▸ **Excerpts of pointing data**
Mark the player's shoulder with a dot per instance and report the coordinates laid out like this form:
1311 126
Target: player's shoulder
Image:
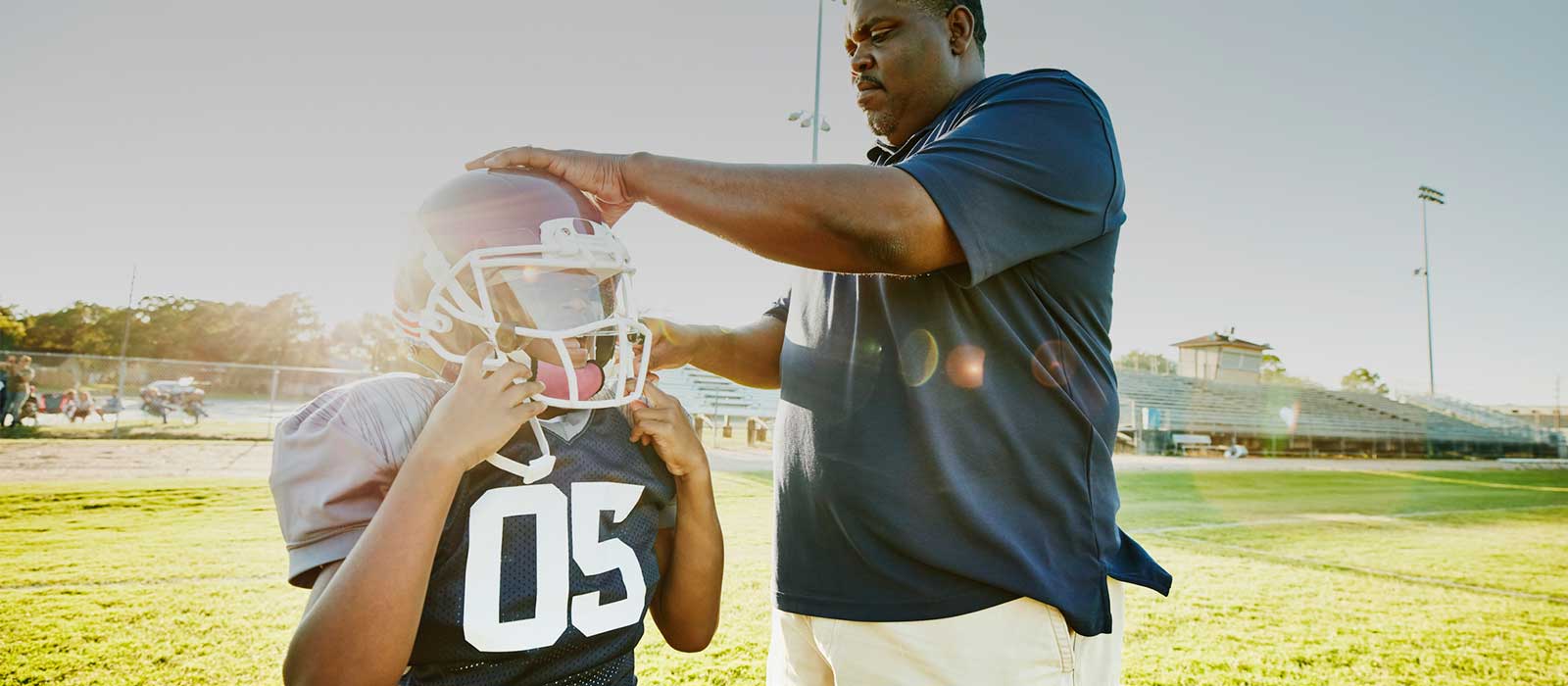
384 414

▸ **SHORT TASK**
Render the rows above as a JSON list of strings, with one string for each line and blank lines skipped. Leave the pictures out.

▸ **COMPLETE OUTPUT**
[
  "Mark the player's shoulder with a dot per instance and report the coordinates laid out like this form:",
  "1311 126",
  "Target: player's shoulder",
  "Image:",
  "384 414"
]